● **EXERCISE DIRECTIONS**: Working from the line that contains "Mark the cliff" down to the last line below, repeat each line exactly.

[A run of records]
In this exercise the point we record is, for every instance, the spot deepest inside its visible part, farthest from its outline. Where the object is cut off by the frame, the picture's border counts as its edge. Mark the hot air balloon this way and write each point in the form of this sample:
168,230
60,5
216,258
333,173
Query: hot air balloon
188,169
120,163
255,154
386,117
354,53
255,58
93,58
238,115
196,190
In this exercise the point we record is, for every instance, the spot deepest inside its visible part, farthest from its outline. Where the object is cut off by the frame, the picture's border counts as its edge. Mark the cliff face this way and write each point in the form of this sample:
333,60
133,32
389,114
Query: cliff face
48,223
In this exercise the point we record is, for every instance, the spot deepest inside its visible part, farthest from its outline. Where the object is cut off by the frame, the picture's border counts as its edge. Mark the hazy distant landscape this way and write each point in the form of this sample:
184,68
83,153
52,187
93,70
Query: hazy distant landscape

● **ANSWER TO THIS EXERCISE**:
In this exercise the point we record is, for every instance, the spot deepest inside its visible part, farthest from its outline. Where the object is cut off by the frame, the picture's border counts as its edge. Mark the cliff face this way and write each point in the form of this sample:
333,60
133,32
389,114
Query: cliff face
48,223
In this exercise the point we record is, for every instance, the spot deepest inside its visible part, farthest from its outline. Where the object is cut off by the frame, the picture's border counts as its edge. Mark the hazy distant landscape this way and write each point in the form of this sample:
184,68
83,153
52,187
93,70
Query: hazy distant landscape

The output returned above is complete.